Task details: Every entry is to be set down a second time, precisely as written.

(Provided information Opens)

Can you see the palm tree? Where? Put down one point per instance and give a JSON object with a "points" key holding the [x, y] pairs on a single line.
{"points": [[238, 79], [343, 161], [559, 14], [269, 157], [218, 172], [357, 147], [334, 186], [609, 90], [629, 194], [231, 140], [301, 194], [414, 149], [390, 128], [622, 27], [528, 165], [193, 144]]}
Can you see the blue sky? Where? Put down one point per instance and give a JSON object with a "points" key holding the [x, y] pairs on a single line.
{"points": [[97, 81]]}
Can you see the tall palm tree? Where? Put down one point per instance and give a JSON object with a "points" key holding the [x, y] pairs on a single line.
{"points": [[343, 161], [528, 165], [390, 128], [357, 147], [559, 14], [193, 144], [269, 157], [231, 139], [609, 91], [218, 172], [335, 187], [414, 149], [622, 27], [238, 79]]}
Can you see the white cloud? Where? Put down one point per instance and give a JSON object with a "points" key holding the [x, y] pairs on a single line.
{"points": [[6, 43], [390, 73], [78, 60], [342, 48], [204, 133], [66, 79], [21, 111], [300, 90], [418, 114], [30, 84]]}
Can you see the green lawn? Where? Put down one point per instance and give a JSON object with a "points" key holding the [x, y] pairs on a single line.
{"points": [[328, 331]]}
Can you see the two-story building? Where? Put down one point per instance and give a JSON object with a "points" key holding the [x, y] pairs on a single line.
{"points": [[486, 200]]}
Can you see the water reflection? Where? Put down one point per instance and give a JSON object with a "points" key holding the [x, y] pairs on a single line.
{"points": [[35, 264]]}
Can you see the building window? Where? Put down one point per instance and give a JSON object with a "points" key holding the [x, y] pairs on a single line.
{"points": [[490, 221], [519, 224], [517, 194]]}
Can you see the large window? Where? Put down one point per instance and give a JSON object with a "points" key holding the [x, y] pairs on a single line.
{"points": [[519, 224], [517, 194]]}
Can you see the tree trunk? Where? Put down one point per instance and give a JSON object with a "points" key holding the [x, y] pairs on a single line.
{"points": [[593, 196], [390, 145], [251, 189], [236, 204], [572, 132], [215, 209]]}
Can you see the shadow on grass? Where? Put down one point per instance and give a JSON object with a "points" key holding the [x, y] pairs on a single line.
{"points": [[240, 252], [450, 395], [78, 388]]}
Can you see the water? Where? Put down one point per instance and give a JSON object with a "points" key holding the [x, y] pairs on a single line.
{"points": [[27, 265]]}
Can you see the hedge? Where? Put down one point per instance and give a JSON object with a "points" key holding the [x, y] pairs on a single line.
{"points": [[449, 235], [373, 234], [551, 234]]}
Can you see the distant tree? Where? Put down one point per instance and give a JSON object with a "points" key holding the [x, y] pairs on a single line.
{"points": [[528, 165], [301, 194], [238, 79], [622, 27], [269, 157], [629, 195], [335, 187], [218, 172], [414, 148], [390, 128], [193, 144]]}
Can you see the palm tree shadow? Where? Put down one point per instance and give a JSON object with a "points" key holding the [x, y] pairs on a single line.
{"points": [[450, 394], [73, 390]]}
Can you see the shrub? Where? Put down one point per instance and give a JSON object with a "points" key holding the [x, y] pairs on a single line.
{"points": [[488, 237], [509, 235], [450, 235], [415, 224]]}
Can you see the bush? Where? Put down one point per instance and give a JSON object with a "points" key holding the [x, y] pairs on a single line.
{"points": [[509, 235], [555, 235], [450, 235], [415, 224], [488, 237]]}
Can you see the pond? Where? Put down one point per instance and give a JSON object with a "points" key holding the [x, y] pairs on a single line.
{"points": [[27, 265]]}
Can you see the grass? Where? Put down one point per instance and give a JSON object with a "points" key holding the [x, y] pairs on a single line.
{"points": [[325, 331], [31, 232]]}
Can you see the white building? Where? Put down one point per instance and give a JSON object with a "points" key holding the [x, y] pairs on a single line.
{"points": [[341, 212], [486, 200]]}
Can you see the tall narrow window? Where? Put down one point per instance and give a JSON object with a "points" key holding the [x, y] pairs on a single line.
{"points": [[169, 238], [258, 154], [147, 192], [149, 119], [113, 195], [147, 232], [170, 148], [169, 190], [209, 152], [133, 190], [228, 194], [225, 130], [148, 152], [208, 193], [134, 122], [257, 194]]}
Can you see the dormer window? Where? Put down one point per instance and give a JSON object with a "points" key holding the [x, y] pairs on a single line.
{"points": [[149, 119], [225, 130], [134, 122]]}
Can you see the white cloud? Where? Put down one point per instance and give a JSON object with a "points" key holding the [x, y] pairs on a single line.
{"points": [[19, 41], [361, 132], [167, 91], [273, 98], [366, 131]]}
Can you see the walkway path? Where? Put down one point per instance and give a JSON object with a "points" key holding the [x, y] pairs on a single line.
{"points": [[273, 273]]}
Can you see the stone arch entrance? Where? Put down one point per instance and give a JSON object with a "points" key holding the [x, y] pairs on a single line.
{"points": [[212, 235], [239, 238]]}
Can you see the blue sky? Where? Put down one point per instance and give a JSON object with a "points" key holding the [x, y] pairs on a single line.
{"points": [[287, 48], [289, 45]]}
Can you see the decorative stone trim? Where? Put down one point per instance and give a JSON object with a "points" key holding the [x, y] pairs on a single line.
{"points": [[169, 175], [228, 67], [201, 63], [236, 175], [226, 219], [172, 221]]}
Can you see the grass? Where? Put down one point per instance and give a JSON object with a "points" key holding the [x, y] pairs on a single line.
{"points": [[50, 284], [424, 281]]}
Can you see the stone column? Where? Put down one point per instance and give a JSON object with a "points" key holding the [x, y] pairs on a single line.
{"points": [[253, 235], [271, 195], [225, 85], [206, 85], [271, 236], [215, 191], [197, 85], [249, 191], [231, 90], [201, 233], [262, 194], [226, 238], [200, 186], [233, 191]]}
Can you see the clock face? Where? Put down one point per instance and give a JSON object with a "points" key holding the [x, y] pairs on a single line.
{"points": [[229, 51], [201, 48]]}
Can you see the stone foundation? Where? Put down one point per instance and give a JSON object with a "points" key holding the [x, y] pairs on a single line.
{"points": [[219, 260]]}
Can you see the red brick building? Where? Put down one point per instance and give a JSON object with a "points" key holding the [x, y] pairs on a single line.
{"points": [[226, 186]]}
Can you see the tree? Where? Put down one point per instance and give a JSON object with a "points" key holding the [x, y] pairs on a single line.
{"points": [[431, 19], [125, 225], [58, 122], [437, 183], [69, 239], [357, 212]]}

(Provided information Closes)

The answer:
Can you see the palm tree? Where? Put down one point per instance and give a JSON object with a "points" key holding the [x, y] pairs on a single line.
{"points": [[238, 79], [343, 161], [559, 14], [269, 157], [218, 172], [357, 147], [334, 186], [609, 90], [629, 194], [231, 140], [301, 194], [414, 149], [390, 128], [622, 27], [528, 165], [193, 144]]}
Can you see the blue sky? Where? Put down one point per instance and give a JSON object with a "points" key holding the [x, y] pairs on a single line.
{"points": [[97, 81]]}
Can you see the tall palm tree? Where? Put down one point per instance and give a JSON object with a "points" key holding the [x, y] pairs on a single line.
{"points": [[343, 161], [528, 165], [390, 128], [357, 147], [559, 14], [193, 144], [269, 157], [231, 139], [609, 91], [218, 172], [335, 187], [414, 149], [622, 27], [238, 79]]}
Can you see the white cloud? Where? Put down one point per instance and give a JSON object with a "points" key holding the [x, y] pairs on a single line.
{"points": [[6, 43], [390, 73], [78, 60], [342, 48], [204, 133], [66, 79], [21, 111], [300, 90], [418, 114], [30, 84]]}
Can you see the green lawn? Where? Put down one point per instance and give a JSON object with a "points" key holding the [x, y] pairs on a single line.
{"points": [[328, 331]]}
Can you see the two-story building? Where? Put down one point per instance and give a JSON object with a "points" key holding the [x, y] pairs on a single line.
{"points": [[486, 200]]}
Can you see the water reflection? Where? Put down one point per instance and give a JSON object with a "points" key holding the [x, y] pairs on a single line.
{"points": [[35, 264]]}
Can you see the building window? Where? Put down one point per instance and give a JSON object with a "points" key holding the [x, y] pairs on a single line.
{"points": [[490, 221], [519, 224], [517, 194]]}
Can you see the large window? Where? Put down one point per instance and give a JSON object with a "points" key holding the [x, y] pairs on a single line.
{"points": [[519, 224], [517, 194]]}
Can you see the tree trunk? Where? Put down one point per instance and give a JSON object with a "points" key holding the [x, y] pairs on a single line.
{"points": [[593, 196], [390, 145], [251, 189], [236, 204], [572, 132], [215, 209]]}
Can you see the shadow on grass? Where? Put down one point per instance and give a JSON object with a "points" key holding the [x, y] pairs on a single line.
{"points": [[240, 252], [450, 395], [78, 388]]}
Can you see the water? Where? Put down one point per instance and give a JSON object with a "points" key holding the [x, y] pairs on a single line.
{"points": [[27, 265]]}
Can you see the hedge? Where? Put down one point per instance and give a JSON object with a "points" key holding the [x, y] pairs on a single line.
{"points": [[449, 235], [373, 234], [551, 234]]}
Can you see the distant tree? Where? Put down one point per instance and give a JSON object with a "points" key holding the [x, y] pairs on a single line.
{"points": [[528, 165], [301, 194], [238, 79], [622, 27], [269, 157], [629, 195], [335, 187], [218, 172], [414, 148], [390, 128], [193, 144]]}
Can you see the palm tree shadow? Where? Put down one point per instance and give a JSON object with a "points" key holding the [x, y] pairs on a single line.
{"points": [[450, 394], [73, 390]]}
Can you see the shrub? Where? Put down one point per instance and give a JSON object with a "points" key holding the [x, y] pairs on a single line.
{"points": [[488, 237], [509, 235], [450, 235], [415, 224]]}
Can you see the bush? Where? Put down one point per instance and give a JSON object with a "points" key holding the [x, y] pairs on a single line.
{"points": [[509, 235], [555, 235], [450, 235], [415, 224], [488, 237]]}
Can you see the pond? Where? Put down one point per instance and give a JSON object with a "points" key holding the [x, y] pairs on a single line.
{"points": [[27, 265]]}
Can you see the grass? Where? Put down one point per instance and give a JSON object with a "points" key holding the [x, y] pairs on a single line.
{"points": [[325, 331], [31, 232]]}
Can you see the white building? Where? Put down one point per instance and give a JSON object with a "points" key holding the [x, y] pairs on a single line.
{"points": [[341, 212], [486, 200]]}
Can you see the tall narrow window? Where? Put down one point per instance and give a JSON object with a "points" key holding the [x, y] pairs on a single line.
{"points": [[169, 238], [258, 154], [147, 192], [149, 119], [113, 195], [147, 232], [170, 148], [169, 190], [209, 152], [133, 190], [228, 194], [225, 130], [148, 152], [208, 193], [134, 122], [257, 194]]}
Can you see the dormer window? Where? Put down one point per instance and give a JSON object with a "points" key holding the [x, y] pairs on a single line.
{"points": [[149, 119], [225, 130], [134, 122]]}
Can you see the white cloud? Where? Put down one point per instance and give a JSON object with a "points" key holding the [x, y] pairs on a single line.
{"points": [[19, 41], [361, 132], [167, 91], [273, 98], [366, 131]]}
Can you see the walkway path? Where? Put down one point per instance and give a JSON object with a "points" key holding the [x, y] pairs on a single line.
{"points": [[273, 273]]}
Can you see the stone arch entrance? Where? Put down one point per instance and give a JSON object with a "points" key holding the [x, y] pairs on a single line.
{"points": [[212, 235], [239, 238]]}
Can you see the blue sky? Where? Put down one point per instance and give a JSON object with a "points" key holding the [x, y] pairs on a single line.
{"points": [[287, 48], [289, 45]]}
Can you see the decorative stone trim? Where? Put down one point per instance and give a JSON object with a "points" key holding the [x, y] pairs on a single line.
{"points": [[169, 175], [228, 67], [201, 63], [236, 175], [226, 219], [172, 221]]}
Can you see the grass? Where? Put down one point per instance and give a JSON object with a "points" key holding the [x, y] pairs on a single line.
{"points": [[50, 284], [424, 281]]}
Can you see the stone column? Where? Put down one point per instance and give a JSON object with a "points" key holding the [x, y] pairs on a single line.
{"points": [[253, 235], [271, 195], [225, 85], [206, 85], [271, 236], [215, 191], [197, 85], [249, 191], [231, 90], [201, 233], [262, 194], [226, 238], [200, 186], [233, 191]]}
Can you see the clock face? Where? Put down one point per instance and give a JSON object with a "points" key holding the [x, y] pairs on a single line.
{"points": [[229, 51], [201, 48]]}
Can you see the stone foundation? Where? Put down one point per instance and give a JSON object with a "points" key holding the [x, y] pairs on a single line.
{"points": [[219, 260]]}
Can you see the red brick building? Where? Put down one point per instance and give a JSON object with a "points" key holding the [x, y] pairs on a single line.
{"points": [[226, 186]]}
Can you see the tree? Where? Put down one point per instance and give a JSON object with a "points" key holding the [x, y] pairs on a single line.
{"points": [[431, 19], [125, 225], [58, 122], [437, 183], [69, 239], [357, 212]]}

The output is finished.